## Goal
Count the lines in the records below that contain the word "window", treating uppercase and lowercase as different, and give only the number.

++++ Available data

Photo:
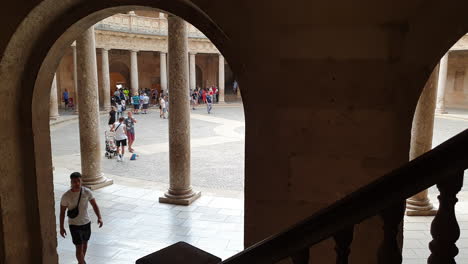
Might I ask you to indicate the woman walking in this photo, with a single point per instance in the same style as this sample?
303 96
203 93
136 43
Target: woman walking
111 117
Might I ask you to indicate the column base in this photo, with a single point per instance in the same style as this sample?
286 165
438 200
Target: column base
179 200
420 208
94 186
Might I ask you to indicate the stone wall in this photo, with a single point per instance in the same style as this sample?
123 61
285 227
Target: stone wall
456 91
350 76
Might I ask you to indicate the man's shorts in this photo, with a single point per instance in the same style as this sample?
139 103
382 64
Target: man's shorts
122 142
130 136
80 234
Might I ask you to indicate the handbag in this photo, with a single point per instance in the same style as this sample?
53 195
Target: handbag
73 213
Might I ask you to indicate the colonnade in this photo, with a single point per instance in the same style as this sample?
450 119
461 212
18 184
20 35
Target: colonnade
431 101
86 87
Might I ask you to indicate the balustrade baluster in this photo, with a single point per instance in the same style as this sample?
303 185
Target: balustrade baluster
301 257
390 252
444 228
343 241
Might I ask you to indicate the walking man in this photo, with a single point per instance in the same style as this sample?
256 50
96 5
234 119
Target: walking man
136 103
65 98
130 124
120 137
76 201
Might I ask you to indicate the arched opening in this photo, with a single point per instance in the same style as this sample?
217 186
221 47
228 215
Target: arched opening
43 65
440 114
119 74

++++++++
++++ Available data

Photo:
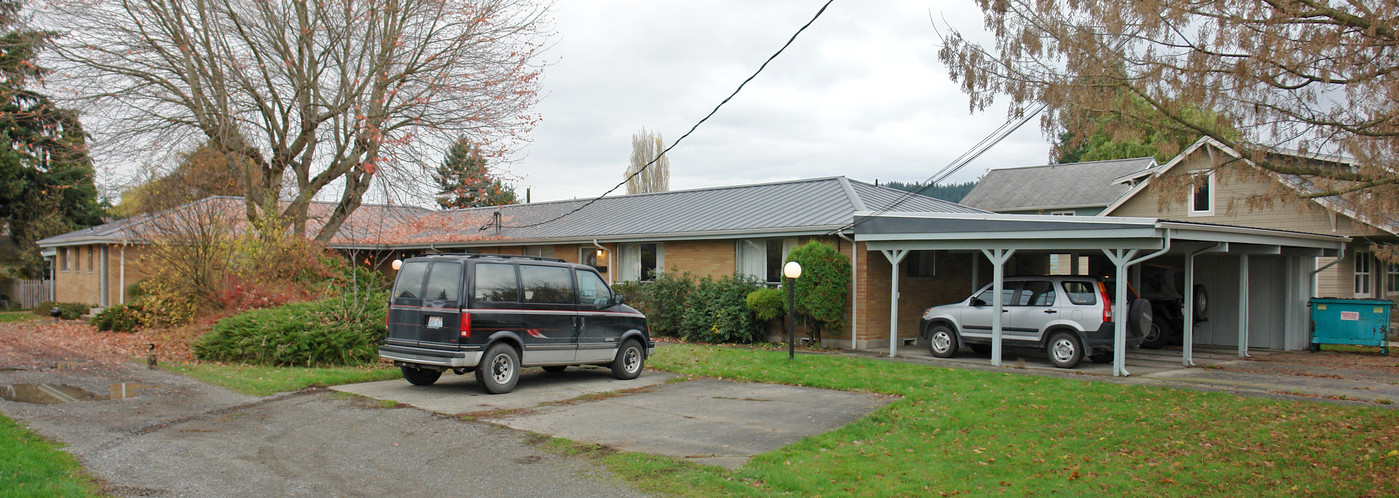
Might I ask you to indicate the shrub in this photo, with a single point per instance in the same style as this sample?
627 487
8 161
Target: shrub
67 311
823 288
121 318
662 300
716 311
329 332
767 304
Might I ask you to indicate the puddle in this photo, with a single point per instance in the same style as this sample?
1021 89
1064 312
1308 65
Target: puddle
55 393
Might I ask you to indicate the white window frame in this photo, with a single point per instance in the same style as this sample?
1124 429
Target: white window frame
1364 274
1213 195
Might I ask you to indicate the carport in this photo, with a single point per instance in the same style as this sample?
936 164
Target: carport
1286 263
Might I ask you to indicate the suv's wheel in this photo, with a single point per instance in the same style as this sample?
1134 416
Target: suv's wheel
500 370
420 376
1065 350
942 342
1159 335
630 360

++++++++

## Exercise answer
2